Problem description –
Please filter the data down to the lines that include the word "query" and copy them.

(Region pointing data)
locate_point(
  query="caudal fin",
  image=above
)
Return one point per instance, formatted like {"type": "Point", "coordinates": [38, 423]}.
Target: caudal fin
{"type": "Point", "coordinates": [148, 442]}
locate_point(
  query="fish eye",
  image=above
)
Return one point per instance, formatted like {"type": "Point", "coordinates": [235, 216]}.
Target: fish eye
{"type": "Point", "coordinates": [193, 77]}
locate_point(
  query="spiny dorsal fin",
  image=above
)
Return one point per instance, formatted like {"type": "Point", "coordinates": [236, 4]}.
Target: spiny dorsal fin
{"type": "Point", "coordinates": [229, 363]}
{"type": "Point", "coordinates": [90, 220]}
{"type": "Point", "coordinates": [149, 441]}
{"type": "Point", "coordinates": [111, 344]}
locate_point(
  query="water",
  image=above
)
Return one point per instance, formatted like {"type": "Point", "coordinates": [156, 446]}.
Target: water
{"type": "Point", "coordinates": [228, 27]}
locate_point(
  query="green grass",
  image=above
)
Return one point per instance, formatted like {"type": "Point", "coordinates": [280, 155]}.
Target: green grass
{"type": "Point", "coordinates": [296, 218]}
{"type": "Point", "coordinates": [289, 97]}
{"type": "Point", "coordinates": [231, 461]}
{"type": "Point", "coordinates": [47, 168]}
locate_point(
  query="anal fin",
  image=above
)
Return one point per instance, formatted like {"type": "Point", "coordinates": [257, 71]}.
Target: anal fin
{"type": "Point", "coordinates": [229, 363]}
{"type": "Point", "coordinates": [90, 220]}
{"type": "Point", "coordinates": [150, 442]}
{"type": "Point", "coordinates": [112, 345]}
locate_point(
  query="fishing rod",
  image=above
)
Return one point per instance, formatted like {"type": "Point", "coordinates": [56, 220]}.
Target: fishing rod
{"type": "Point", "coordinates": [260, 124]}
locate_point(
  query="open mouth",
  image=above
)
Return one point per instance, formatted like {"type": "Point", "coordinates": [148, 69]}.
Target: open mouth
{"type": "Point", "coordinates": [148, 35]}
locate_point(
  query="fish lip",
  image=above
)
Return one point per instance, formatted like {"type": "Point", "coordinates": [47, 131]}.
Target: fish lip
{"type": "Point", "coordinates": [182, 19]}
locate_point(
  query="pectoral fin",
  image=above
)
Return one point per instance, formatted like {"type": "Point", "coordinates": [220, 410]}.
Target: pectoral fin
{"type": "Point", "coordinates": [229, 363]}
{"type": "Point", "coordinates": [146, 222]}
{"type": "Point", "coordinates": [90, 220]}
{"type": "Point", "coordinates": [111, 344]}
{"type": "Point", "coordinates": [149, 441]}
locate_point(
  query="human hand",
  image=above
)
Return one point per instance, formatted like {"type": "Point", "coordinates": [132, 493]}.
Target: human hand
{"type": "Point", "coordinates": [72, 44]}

Response –
  query="caudal fin",
  query="fish eye",
  query="spiny dorsal fin",
  query="water",
  query="green grass",
  query="anal fin",
  query="fishing rod",
  query="open mouth",
  query="fish lip",
  query="pectoral fin",
  query="human hand",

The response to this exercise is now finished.